> [Material to process]:
----
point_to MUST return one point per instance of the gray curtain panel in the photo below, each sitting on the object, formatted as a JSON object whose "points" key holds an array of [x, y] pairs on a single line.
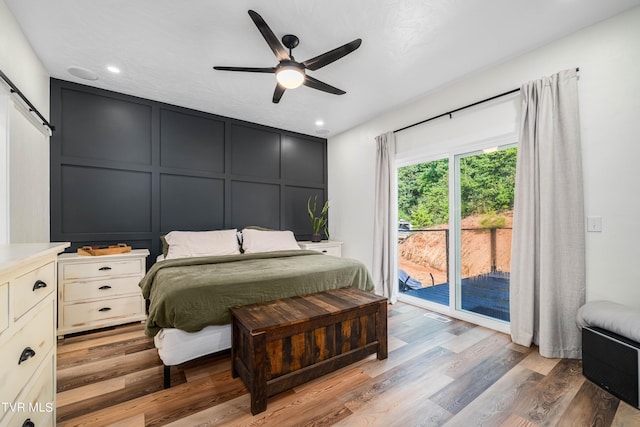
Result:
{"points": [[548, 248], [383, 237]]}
----
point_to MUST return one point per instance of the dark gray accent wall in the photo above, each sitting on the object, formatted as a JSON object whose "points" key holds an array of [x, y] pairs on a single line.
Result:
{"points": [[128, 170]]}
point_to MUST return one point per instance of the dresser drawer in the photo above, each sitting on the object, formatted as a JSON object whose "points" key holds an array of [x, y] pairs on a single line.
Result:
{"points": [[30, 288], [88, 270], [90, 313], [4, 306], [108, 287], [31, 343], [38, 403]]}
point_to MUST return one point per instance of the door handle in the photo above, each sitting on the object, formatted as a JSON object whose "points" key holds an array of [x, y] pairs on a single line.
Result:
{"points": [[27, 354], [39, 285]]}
----
Pick out every line in the two blocks that contains the word "above" and copy each of those lines in full.

> [Result of this task]:
point_to MUST return one point per instance of the dark gray accent wall in the photo above, each sitting on the object, formatted as a JSON object whose "points" key holds an array of [x, y] pairs on a single line.
point_to MUST return one point per instance of the dresser drawer in the photo above, each sitting on the object, formatted as a JSON object whose "points" key holds an array of [x, y] pairs on a single line.
point_to MUST return one point per instance of the door handle in the photo above, each sitting on the object, formatted as a JSON object whose "points" key holds an array of [x, y] pairs on a single line.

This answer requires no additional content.